Required work: Print the entries below in their entirety, exactly as they are written.

Data in this exercise:
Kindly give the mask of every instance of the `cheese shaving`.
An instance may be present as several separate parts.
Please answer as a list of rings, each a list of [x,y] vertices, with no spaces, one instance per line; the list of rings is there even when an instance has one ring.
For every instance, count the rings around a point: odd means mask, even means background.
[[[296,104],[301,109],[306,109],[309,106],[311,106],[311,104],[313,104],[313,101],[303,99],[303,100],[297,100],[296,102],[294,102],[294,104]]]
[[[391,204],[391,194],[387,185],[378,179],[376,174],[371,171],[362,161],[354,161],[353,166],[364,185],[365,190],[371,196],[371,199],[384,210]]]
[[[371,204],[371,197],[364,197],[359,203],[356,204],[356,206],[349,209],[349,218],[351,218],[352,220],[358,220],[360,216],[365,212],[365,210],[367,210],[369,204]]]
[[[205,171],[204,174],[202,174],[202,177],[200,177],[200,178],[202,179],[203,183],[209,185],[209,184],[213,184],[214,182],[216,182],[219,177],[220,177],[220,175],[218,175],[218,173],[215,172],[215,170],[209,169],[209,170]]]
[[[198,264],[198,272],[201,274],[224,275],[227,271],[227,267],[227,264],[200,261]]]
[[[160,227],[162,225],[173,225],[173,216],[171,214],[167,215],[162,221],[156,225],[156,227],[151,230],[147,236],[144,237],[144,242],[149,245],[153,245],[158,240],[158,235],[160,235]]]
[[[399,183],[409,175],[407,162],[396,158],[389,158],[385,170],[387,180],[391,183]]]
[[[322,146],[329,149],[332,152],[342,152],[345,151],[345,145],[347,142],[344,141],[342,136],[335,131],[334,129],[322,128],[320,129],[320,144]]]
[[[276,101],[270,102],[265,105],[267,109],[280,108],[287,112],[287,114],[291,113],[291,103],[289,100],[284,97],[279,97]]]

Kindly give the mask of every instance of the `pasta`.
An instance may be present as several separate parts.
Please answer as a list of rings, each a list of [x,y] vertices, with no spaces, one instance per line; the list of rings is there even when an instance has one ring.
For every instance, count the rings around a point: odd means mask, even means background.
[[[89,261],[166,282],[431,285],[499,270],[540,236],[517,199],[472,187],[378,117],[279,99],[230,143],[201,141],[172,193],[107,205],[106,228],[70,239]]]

Exercise response:
Kindly give the mask of every instance of the `cheese shaving`.
An instance may be present as several separate parts.
Please answer as a list of rings, each a list of [x,y] vertices, with no spaces, one instance per line; the list of rings is there even when an instance has one ring.
For every instance, count the rings around a point: odd means mask, even means background.
[[[296,104],[301,109],[306,109],[309,106],[311,106],[311,104],[313,104],[313,101],[303,99],[303,100],[297,100],[296,102],[294,102],[294,104]]]
[[[391,204],[391,194],[387,185],[378,179],[376,174],[371,171],[362,161],[354,161],[353,166],[364,185],[365,190],[371,196],[371,199],[384,210]]]
[[[371,204],[371,197],[364,197],[359,203],[356,204],[356,206],[349,209],[349,218],[351,218],[352,220],[358,220],[360,216],[365,212],[365,210],[367,210],[369,204]]]
[[[205,171],[204,174],[202,174],[202,177],[200,177],[200,178],[202,179],[203,183],[209,185],[209,184],[213,184],[214,182],[216,182],[219,177],[220,177],[220,175],[218,175],[218,173],[215,172],[215,170],[209,169],[209,170]]]
[[[198,264],[198,272],[201,274],[224,275],[227,271],[227,267],[227,264],[200,261]]]
[[[160,227],[162,225],[173,225],[173,216],[171,214],[167,215],[162,221],[156,225],[156,227],[151,230],[147,236],[144,237],[144,242],[149,245],[153,245],[158,240],[158,235],[160,235]]]
[[[399,183],[409,175],[407,162],[396,158],[389,158],[385,170],[387,180],[391,183]]]
[[[322,146],[329,149],[332,152],[342,152],[345,151],[345,145],[347,142],[344,141],[342,136],[335,131],[334,129],[322,128],[320,129],[320,144]]]
[[[276,101],[270,102],[265,105],[267,109],[280,108],[287,112],[287,114],[291,113],[291,103],[289,100],[284,97],[279,97]]]

Kindly give the mask of every instance of the `pasta`.
An instance may be present as several separate parts.
Please answer as a list of rings, each a list of [x,y] vertices, with no spaces, one instance per line; the list of rings is there even when an instance has one ring.
For every instance, count the rings around a point: odd means mask, even means background.
[[[89,261],[166,282],[431,285],[499,270],[540,236],[517,199],[472,187],[378,117],[279,99],[230,143],[201,141],[172,193],[107,205],[106,228],[70,239]]]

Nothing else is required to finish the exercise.